— begin RAW RECORDS —

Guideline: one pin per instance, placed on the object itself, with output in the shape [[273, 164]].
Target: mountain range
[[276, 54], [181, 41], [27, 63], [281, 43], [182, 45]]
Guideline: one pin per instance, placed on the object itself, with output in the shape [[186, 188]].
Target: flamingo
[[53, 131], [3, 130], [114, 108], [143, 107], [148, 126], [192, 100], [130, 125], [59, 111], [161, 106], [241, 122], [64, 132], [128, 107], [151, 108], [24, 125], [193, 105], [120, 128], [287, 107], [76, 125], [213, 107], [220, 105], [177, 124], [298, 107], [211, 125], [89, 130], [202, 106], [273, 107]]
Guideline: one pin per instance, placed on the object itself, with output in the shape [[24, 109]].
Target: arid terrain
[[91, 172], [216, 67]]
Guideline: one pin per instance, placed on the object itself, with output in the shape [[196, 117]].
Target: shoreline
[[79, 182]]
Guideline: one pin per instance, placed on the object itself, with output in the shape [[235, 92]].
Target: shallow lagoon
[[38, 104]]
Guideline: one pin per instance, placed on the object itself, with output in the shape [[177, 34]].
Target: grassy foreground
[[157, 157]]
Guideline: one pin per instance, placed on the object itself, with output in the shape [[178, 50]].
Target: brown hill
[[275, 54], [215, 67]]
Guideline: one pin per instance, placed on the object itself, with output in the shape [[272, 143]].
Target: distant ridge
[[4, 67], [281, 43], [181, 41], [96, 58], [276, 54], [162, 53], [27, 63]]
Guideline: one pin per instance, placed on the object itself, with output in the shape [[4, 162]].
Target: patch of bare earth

— end RAW RECORDS —

Copy all of the material above, swapping every "Guideline" for "Instruction" and leaving everything else unchanged.

Instruction: one pin per instance, placed on the object itself, with output in the shape [[273, 164]].
Target: mountain range
[[276, 54], [181, 41], [27, 63], [281, 43], [182, 45]]
Instruction: one pin per instance, placed on the object itself, with output in the shape [[186, 188]].
Target: flamingo
[[53, 131], [3, 130], [114, 108], [143, 107], [148, 126], [192, 100], [130, 125], [59, 111], [161, 106], [241, 122], [64, 132], [128, 107], [151, 108], [24, 125], [193, 105], [120, 128], [287, 107], [76, 125], [213, 107], [220, 105], [177, 124], [298, 107], [211, 125], [89, 130], [202, 106], [273, 107]]
Instruction: one pin per instance, placed on the object itself, with output in the shape [[24, 109]].
Target: arid terrain
[[91, 172], [216, 67]]
Instruction: one pin per instance, placed on the object itself, with output in the shape [[196, 117]].
Target: shoreline
[[79, 182]]
Instruction: one pin per instance, placed on the object itself, with output in the shape [[235, 92]].
Target: shallow lagoon
[[38, 104]]
Instruction: one pin per instance, placed on the object itself, with output in the shape [[177, 34]].
Target: grassy foreground
[[157, 157]]
Instruction: one pin per instance, placed on the object itself, with output in the shape [[178, 50]].
Target: brown hill
[[275, 54], [215, 67]]
Instruction: one pin per instance, placed on the object itself, with output in the shape [[272, 143]].
Target: distant ridge
[[4, 67], [281, 43], [181, 41], [96, 58], [276, 54], [162, 53], [27, 63]]
Instruction: one pin per instance, placed on the object itself, with output in the shape [[4, 162]].
Target: patch of bare earth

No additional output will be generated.